__DATASET RECORDS__
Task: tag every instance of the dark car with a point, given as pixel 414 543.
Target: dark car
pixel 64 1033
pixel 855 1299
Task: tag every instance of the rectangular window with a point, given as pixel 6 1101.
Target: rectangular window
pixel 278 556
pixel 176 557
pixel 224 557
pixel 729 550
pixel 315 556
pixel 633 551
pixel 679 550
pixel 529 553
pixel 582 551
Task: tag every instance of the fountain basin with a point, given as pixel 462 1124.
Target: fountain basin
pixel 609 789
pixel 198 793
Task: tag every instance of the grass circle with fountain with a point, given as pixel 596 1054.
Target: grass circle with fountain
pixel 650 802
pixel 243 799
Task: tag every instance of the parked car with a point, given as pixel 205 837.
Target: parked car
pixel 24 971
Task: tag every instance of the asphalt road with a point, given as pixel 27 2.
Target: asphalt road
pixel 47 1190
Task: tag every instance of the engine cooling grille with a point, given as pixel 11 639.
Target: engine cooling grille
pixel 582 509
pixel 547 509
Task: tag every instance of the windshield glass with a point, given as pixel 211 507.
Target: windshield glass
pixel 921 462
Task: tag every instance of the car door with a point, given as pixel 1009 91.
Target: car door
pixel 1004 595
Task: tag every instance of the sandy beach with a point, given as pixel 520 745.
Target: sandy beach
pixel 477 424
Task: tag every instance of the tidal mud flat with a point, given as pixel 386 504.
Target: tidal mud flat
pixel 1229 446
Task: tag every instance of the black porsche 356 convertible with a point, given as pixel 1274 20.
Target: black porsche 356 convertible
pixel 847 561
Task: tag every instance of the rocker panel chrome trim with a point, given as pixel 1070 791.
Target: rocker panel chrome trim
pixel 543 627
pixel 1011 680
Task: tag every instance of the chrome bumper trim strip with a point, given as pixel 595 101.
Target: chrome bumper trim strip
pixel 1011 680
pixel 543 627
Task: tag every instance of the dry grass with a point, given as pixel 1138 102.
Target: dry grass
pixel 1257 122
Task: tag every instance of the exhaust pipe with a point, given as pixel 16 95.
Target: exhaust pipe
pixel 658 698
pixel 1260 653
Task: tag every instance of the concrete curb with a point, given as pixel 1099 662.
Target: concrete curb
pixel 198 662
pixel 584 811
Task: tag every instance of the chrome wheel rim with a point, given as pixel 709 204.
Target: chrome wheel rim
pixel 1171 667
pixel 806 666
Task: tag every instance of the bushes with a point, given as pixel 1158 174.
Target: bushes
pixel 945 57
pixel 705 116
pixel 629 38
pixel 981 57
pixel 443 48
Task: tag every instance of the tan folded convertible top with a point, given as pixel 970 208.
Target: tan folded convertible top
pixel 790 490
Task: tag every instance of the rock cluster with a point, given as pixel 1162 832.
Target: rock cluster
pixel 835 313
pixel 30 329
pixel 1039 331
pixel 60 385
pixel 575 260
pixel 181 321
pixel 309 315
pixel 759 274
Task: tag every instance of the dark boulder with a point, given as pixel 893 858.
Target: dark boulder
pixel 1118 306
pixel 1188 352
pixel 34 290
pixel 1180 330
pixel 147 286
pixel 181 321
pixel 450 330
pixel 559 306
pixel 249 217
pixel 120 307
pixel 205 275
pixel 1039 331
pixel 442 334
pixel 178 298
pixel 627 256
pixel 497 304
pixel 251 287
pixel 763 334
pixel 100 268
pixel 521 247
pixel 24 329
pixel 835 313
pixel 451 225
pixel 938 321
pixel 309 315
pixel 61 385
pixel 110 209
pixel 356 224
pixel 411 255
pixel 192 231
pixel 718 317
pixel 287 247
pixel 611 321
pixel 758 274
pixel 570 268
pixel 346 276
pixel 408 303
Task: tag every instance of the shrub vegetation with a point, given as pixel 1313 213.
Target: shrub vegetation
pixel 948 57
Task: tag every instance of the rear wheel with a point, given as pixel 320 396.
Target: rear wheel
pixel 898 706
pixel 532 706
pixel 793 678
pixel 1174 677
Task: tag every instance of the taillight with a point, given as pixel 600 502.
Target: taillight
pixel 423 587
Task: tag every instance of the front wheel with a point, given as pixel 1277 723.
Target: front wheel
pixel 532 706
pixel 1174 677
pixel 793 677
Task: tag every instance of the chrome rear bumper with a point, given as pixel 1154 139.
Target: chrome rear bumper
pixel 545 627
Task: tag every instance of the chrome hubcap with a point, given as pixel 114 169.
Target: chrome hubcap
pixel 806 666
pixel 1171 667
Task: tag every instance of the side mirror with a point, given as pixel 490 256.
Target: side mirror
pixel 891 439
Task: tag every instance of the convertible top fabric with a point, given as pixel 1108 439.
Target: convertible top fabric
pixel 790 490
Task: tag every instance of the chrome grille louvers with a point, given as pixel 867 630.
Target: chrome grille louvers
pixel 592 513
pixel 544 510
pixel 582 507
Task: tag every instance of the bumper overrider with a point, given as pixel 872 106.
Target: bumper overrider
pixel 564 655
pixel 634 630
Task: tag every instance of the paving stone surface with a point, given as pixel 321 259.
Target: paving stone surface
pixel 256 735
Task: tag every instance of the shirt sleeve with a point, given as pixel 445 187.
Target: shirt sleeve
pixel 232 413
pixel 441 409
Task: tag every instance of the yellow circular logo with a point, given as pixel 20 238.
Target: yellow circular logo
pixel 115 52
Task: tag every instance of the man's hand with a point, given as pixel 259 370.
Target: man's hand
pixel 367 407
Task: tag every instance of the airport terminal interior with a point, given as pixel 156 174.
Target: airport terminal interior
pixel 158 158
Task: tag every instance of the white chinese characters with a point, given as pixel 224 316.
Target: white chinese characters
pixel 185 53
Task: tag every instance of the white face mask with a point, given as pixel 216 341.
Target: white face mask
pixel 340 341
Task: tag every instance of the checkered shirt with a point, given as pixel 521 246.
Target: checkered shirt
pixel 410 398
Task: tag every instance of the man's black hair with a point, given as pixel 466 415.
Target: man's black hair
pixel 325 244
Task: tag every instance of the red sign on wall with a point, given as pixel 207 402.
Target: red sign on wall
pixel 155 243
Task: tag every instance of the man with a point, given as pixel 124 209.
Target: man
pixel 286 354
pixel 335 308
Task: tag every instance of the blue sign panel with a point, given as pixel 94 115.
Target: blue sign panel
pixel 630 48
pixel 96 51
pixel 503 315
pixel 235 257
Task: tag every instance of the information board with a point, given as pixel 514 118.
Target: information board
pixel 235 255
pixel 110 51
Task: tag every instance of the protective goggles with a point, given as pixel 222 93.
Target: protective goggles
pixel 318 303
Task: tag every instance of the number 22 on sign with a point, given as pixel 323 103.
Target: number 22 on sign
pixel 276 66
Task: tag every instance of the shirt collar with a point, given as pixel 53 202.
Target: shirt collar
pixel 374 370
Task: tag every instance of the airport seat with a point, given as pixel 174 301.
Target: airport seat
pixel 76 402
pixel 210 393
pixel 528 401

__WHAT THE TASK REQUIRES__
From the line containing "Task: tag every instance of the airport seat" to the final line above, output everything. Change nothing and add nothing.

__RESPONSE BOX__
Task: tag every instance of the airport seat with a point, given as pixel 174 301.
Target: airport seat
pixel 76 402
pixel 210 393
pixel 528 401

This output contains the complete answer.